_Stored records_:
####################
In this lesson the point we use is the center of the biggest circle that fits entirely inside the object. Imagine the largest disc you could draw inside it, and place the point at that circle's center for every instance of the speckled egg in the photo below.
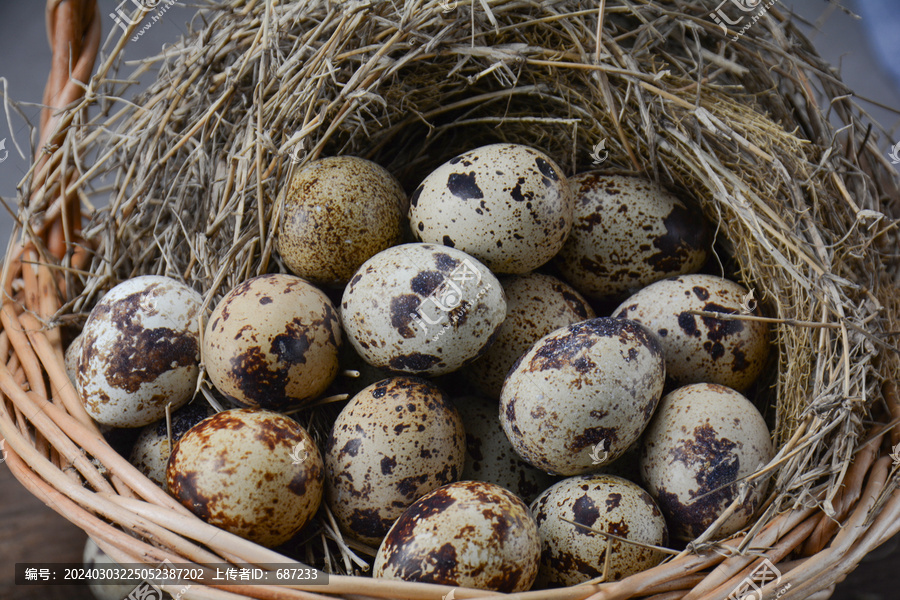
(272, 342)
(140, 351)
(582, 394)
(571, 555)
(150, 453)
(704, 437)
(489, 455)
(422, 309)
(469, 534)
(627, 234)
(393, 442)
(536, 304)
(255, 473)
(72, 357)
(338, 212)
(508, 205)
(701, 349)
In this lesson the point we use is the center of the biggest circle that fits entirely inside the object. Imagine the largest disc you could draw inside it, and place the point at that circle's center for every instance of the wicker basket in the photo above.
(59, 455)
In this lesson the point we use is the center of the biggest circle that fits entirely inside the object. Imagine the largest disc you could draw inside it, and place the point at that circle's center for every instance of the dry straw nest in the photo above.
(758, 129)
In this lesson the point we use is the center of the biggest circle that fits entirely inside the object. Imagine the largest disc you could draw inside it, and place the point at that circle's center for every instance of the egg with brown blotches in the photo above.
(151, 451)
(571, 554)
(701, 348)
(396, 440)
(422, 309)
(273, 342)
(702, 440)
(254, 473)
(508, 205)
(489, 455)
(536, 304)
(628, 233)
(582, 395)
(468, 534)
(338, 212)
(140, 351)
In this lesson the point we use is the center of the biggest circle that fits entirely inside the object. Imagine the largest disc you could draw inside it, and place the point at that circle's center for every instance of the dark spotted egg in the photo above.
(140, 351)
(701, 348)
(338, 212)
(571, 554)
(489, 455)
(150, 453)
(627, 234)
(396, 440)
(468, 534)
(536, 304)
(582, 395)
(422, 309)
(508, 205)
(272, 342)
(704, 438)
(254, 473)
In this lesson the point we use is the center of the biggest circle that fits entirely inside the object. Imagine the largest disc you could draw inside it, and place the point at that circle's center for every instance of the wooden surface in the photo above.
(32, 532)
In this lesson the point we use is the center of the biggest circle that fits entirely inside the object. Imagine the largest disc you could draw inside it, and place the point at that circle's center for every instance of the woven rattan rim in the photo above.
(38, 397)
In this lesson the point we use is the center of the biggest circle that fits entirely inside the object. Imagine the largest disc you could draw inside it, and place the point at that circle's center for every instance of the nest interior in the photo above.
(756, 128)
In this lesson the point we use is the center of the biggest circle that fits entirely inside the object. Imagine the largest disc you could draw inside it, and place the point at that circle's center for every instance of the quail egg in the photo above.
(571, 554)
(704, 438)
(536, 304)
(627, 234)
(140, 351)
(338, 212)
(393, 442)
(470, 534)
(582, 395)
(701, 349)
(489, 455)
(254, 473)
(508, 205)
(422, 309)
(272, 342)
(150, 453)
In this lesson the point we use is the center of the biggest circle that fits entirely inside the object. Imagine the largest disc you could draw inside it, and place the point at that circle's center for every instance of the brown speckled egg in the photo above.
(536, 304)
(701, 349)
(422, 309)
(272, 342)
(489, 455)
(393, 442)
(254, 473)
(338, 212)
(150, 453)
(140, 351)
(468, 534)
(702, 438)
(571, 555)
(508, 205)
(582, 395)
(627, 234)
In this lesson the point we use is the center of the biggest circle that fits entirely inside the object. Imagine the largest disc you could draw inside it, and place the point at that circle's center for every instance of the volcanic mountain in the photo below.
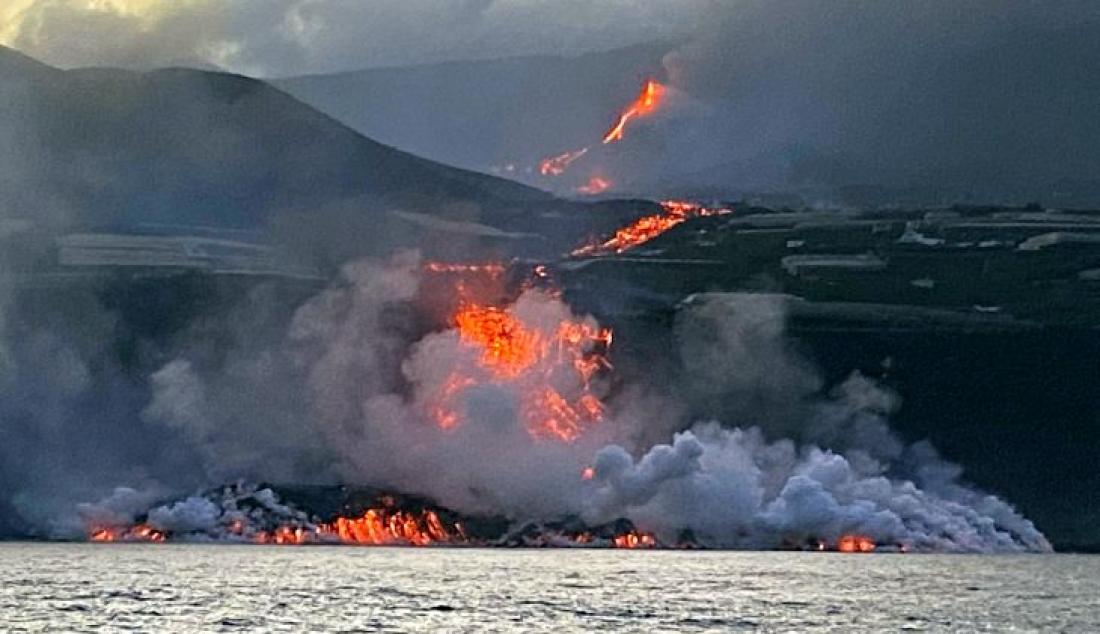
(485, 113)
(1001, 119)
(175, 150)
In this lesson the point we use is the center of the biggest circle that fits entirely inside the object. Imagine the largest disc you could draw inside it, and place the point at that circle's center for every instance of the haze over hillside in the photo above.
(933, 113)
(183, 148)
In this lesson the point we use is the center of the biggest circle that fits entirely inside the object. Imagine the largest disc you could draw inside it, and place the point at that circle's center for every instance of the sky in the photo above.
(284, 37)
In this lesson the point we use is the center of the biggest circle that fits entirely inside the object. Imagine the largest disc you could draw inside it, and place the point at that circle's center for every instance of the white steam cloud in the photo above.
(365, 390)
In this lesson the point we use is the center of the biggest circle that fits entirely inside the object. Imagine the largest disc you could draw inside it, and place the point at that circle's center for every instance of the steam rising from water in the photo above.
(345, 393)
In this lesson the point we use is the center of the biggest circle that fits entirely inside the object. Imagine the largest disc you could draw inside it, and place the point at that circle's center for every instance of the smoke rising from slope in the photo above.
(360, 385)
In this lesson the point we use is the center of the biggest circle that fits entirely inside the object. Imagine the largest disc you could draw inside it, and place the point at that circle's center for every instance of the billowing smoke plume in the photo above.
(363, 392)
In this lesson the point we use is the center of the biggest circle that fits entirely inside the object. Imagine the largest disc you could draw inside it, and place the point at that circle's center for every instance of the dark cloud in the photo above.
(294, 36)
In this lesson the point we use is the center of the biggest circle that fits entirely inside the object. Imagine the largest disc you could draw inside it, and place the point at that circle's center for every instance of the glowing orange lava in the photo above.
(532, 359)
(645, 229)
(648, 100)
(855, 544)
(634, 539)
(382, 526)
(136, 533)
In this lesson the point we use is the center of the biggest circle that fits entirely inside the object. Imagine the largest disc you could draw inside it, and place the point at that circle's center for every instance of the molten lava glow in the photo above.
(855, 544)
(383, 526)
(645, 229)
(634, 539)
(136, 533)
(595, 185)
(557, 165)
(534, 359)
(648, 100)
(646, 104)
(380, 526)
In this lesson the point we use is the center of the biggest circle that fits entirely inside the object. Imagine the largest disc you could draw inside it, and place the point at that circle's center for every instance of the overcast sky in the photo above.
(281, 37)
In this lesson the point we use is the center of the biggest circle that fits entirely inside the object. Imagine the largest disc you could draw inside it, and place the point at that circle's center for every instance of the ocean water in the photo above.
(200, 588)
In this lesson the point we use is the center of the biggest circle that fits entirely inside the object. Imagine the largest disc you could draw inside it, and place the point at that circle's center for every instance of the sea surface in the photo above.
(207, 588)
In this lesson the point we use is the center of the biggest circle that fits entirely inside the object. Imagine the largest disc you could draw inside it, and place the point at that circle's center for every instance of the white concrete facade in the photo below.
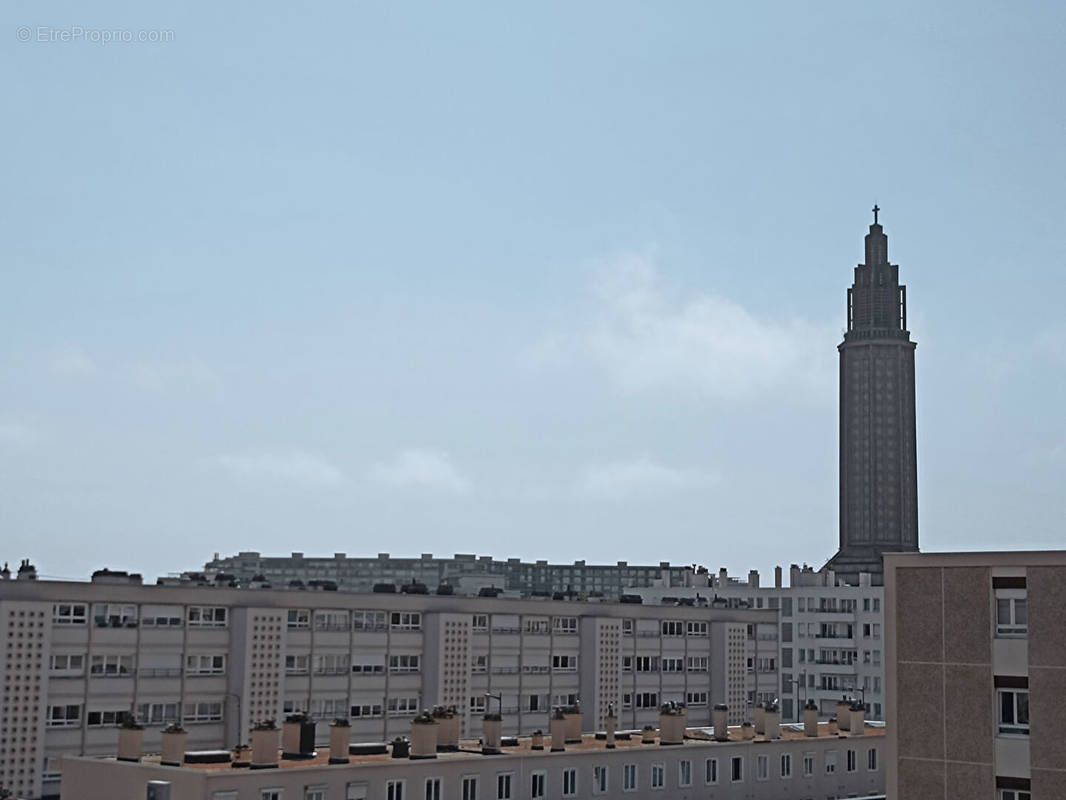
(80, 656)
(830, 637)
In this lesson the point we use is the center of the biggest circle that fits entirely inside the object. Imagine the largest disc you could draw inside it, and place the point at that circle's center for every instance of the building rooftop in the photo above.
(470, 749)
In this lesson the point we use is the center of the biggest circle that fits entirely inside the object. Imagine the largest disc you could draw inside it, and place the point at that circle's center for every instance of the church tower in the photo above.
(878, 467)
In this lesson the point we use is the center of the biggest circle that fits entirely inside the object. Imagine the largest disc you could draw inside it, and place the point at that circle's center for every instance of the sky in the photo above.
(552, 280)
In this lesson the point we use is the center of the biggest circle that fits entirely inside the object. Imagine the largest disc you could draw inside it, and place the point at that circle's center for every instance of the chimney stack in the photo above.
(264, 746)
(720, 717)
(810, 719)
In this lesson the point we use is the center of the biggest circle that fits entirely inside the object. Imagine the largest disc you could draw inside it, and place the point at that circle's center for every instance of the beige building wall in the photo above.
(956, 654)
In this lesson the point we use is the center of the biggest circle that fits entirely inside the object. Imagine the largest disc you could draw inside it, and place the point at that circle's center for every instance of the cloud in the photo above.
(16, 434)
(294, 468)
(73, 362)
(622, 479)
(646, 340)
(166, 376)
(423, 469)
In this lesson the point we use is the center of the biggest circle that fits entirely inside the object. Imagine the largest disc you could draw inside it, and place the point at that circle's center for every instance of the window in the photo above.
(369, 709)
(1012, 612)
(684, 772)
(207, 617)
(114, 614)
(68, 613)
(503, 781)
(629, 778)
(406, 621)
(64, 716)
(202, 713)
(157, 714)
(711, 770)
(300, 618)
(647, 664)
(1014, 712)
(599, 780)
(537, 784)
(564, 624)
(295, 665)
(368, 621)
(69, 664)
(658, 776)
(564, 664)
(403, 706)
(569, 782)
(111, 666)
(206, 665)
(647, 700)
(403, 664)
(673, 627)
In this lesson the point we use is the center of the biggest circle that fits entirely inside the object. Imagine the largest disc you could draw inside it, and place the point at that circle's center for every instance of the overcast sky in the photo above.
(556, 281)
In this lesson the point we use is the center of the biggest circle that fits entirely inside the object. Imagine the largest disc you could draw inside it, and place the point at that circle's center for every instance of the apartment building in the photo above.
(976, 645)
(830, 636)
(80, 657)
(463, 573)
(788, 763)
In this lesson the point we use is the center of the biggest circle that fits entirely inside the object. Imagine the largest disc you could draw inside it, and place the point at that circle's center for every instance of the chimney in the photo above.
(574, 723)
(810, 719)
(264, 746)
(673, 719)
(297, 737)
(558, 730)
(423, 736)
(773, 722)
(857, 725)
(721, 719)
(843, 714)
(491, 733)
(448, 729)
(339, 733)
(174, 746)
(130, 740)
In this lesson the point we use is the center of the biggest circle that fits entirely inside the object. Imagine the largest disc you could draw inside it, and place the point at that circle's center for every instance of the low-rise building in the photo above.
(80, 657)
(786, 763)
(975, 645)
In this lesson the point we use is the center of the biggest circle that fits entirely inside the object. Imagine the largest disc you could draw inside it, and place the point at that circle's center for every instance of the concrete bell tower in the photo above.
(878, 467)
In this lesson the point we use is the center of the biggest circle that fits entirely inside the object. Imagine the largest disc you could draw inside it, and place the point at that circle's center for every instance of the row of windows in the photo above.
(540, 782)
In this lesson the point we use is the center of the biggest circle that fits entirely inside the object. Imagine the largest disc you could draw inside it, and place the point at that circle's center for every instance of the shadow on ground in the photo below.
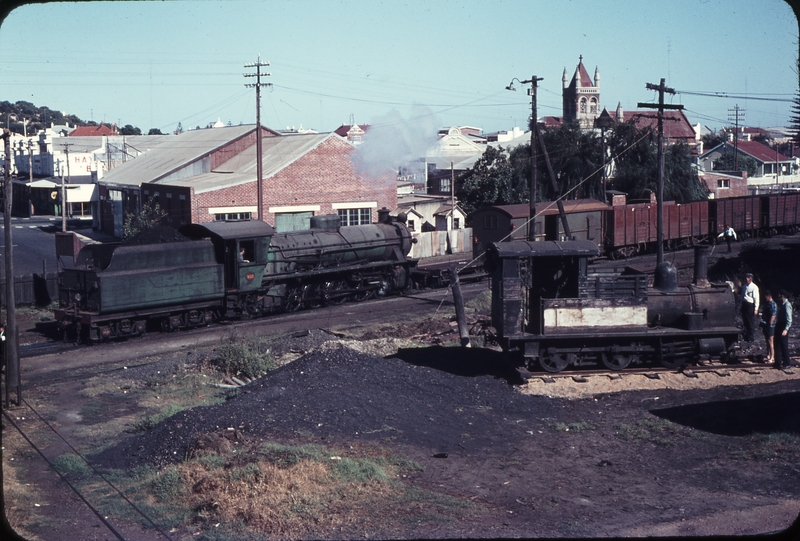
(763, 415)
(468, 362)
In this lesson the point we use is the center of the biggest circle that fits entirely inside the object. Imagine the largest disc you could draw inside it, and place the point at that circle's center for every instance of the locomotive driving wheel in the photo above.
(335, 291)
(616, 361)
(555, 361)
(294, 299)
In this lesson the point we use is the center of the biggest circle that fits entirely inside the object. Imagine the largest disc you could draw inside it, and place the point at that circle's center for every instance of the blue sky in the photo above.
(437, 63)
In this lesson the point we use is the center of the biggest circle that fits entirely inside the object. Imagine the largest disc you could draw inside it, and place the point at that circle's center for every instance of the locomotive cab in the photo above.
(242, 247)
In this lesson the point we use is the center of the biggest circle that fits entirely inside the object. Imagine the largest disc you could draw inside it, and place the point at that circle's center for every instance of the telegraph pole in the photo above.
(13, 376)
(534, 131)
(734, 114)
(64, 191)
(258, 65)
(662, 89)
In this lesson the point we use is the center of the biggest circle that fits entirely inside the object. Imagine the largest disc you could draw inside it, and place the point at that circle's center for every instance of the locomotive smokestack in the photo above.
(701, 266)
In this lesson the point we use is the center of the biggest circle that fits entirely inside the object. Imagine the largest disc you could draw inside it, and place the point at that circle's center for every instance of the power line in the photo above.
(737, 96)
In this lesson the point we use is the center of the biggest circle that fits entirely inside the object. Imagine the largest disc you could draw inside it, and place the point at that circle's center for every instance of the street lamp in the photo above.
(534, 133)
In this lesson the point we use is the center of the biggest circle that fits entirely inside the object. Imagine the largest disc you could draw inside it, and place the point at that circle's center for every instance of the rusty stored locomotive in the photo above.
(229, 269)
(551, 311)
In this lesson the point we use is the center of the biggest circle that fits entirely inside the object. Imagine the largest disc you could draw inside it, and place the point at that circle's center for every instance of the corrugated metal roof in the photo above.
(526, 248)
(176, 152)
(277, 153)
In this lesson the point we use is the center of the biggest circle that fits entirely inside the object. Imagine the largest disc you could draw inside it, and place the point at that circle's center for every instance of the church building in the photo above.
(581, 97)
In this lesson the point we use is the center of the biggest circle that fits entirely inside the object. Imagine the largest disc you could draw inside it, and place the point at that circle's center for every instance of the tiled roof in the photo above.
(676, 124)
(760, 151)
(102, 129)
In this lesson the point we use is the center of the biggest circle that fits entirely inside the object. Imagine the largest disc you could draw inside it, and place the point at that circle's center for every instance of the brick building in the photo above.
(207, 175)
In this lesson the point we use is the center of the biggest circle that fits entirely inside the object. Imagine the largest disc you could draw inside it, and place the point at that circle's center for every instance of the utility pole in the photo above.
(259, 172)
(13, 375)
(662, 89)
(534, 136)
(64, 191)
(734, 114)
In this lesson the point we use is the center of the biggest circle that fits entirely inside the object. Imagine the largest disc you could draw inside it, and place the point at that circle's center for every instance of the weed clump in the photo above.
(237, 357)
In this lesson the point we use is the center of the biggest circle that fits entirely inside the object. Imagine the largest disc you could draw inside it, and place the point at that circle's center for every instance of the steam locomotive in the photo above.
(229, 269)
(549, 310)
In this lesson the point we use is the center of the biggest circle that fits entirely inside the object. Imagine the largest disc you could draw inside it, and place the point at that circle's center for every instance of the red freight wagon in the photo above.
(781, 213)
(631, 228)
(685, 223)
(741, 213)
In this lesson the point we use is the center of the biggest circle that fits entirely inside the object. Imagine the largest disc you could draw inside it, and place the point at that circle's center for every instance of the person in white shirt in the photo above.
(750, 302)
(728, 234)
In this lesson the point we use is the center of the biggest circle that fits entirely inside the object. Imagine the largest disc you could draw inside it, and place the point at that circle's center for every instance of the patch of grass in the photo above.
(654, 430)
(777, 445)
(290, 491)
(72, 466)
(574, 427)
(150, 421)
(237, 357)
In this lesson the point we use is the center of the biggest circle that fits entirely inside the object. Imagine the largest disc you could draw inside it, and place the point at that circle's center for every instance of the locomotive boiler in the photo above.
(551, 311)
(229, 269)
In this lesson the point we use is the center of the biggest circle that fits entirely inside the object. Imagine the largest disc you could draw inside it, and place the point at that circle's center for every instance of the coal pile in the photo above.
(156, 235)
(437, 399)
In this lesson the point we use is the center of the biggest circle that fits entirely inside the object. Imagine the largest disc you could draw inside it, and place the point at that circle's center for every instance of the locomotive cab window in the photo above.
(247, 251)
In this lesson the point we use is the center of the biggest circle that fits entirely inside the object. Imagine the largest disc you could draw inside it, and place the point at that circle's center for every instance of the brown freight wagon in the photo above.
(781, 213)
(631, 229)
(685, 223)
(741, 213)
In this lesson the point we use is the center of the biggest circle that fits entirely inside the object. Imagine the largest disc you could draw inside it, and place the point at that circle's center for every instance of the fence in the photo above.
(32, 289)
(433, 243)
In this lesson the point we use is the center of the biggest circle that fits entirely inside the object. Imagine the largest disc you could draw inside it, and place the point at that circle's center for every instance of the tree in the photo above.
(635, 153)
(489, 182)
(744, 163)
(576, 157)
(129, 130)
(151, 215)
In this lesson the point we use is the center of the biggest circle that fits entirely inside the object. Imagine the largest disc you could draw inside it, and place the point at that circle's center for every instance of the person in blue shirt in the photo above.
(769, 315)
(783, 323)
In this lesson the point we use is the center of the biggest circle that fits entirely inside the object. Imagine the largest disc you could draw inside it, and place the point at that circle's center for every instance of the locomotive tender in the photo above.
(548, 309)
(115, 291)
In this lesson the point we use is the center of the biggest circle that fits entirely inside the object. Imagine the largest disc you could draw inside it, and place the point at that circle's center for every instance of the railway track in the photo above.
(654, 371)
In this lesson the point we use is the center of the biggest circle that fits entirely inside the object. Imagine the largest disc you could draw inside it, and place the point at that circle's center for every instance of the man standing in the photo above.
(783, 323)
(768, 318)
(729, 234)
(750, 300)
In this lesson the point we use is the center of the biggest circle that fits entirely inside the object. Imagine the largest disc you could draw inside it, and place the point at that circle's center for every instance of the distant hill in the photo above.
(37, 118)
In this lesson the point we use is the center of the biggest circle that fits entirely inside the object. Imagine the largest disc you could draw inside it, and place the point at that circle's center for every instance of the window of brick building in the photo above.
(355, 216)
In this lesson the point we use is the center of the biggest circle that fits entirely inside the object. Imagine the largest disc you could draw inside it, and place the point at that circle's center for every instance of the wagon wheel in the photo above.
(616, 361)
(363, 294)
(555, 362)
(313, 295)
(334, 291)
(673, 362)
(293, 300)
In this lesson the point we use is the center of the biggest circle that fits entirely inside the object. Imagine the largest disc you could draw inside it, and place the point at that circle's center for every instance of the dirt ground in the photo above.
(713, 455)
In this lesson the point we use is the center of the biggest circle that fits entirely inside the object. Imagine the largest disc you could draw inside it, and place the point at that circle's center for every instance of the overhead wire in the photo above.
(89, 464)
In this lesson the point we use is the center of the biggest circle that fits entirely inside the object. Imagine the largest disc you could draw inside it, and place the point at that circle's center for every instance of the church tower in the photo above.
(581, 97)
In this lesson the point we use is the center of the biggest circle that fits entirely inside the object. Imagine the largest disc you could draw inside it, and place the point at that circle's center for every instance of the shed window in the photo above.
(355, 216)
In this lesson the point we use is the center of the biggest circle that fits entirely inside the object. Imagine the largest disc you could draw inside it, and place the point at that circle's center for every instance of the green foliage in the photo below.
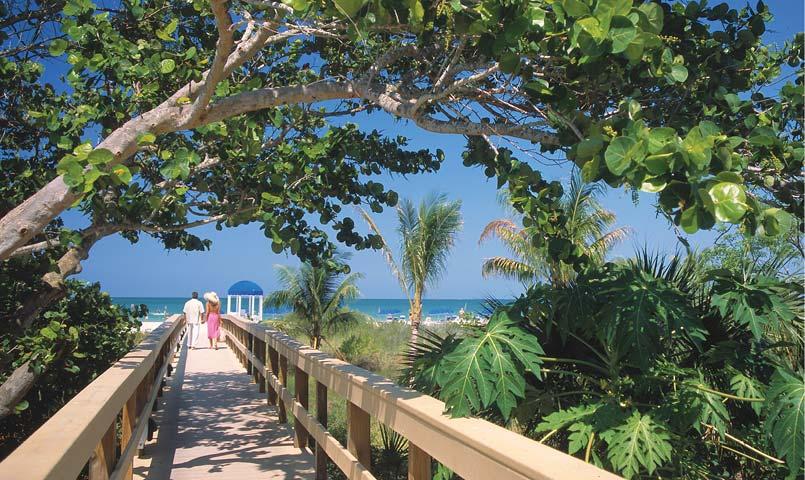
(640, 444)
(755, 304)
(317, 296)
(427, 233)
(786, 417)
(488, 368)
(641, 372)
(587, 224)
(69, 345)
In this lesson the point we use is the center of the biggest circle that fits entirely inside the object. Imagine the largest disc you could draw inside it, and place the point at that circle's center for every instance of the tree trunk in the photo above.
(416, 314)
(15, 388)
####################
_What to work on_: Copy nothing outside the span: please output the lines from the one with "wire in the photo above." through the end of the entries above, and skip the pictures.

_Correct output_:
In this lesson the point we use is the center of the biggest circle that fits entirely inside the object. Imagine the largest disc you could draw inside it, and place the point at that circle's center for every instance of the overhead wire in the photo above.
(89, 464)
In this lesson the point we use is the center of the biggest circle that fits entirely inside the object. Imagine the largest disc you could draw inside it, and place the point at that circle's center for every instance of the church tower in the photo above.
(581, 97)
In this lesson the point we use is the center of the biggest circle that fits entirely inside the object. Imagine the largest disc you could draw inside it, and place the point at that circle's center for every instance of the shed window in the photo above.
(355, 216)
In this lesson the point we use is the center of the biggest circle that fits entirely inside the object. Imagine the largest disc you could draw inside it, and place the point at that circle's center for every instance of the green foliage in the photo below.
(640, 444)
(755, 304)
(317, 296)
(427, 233)
(786, 417)
(488, 368)
(641, 372)
(587, 224)
(69, 345)
In this lesson the point we use is the center of the biggest circle that fits entirely inside the object. Imagine the largest disc you could draw inside it, and place the point at that circle's center for every instance of the tree trunk in the photo above.
(416, 314)
(15, 388)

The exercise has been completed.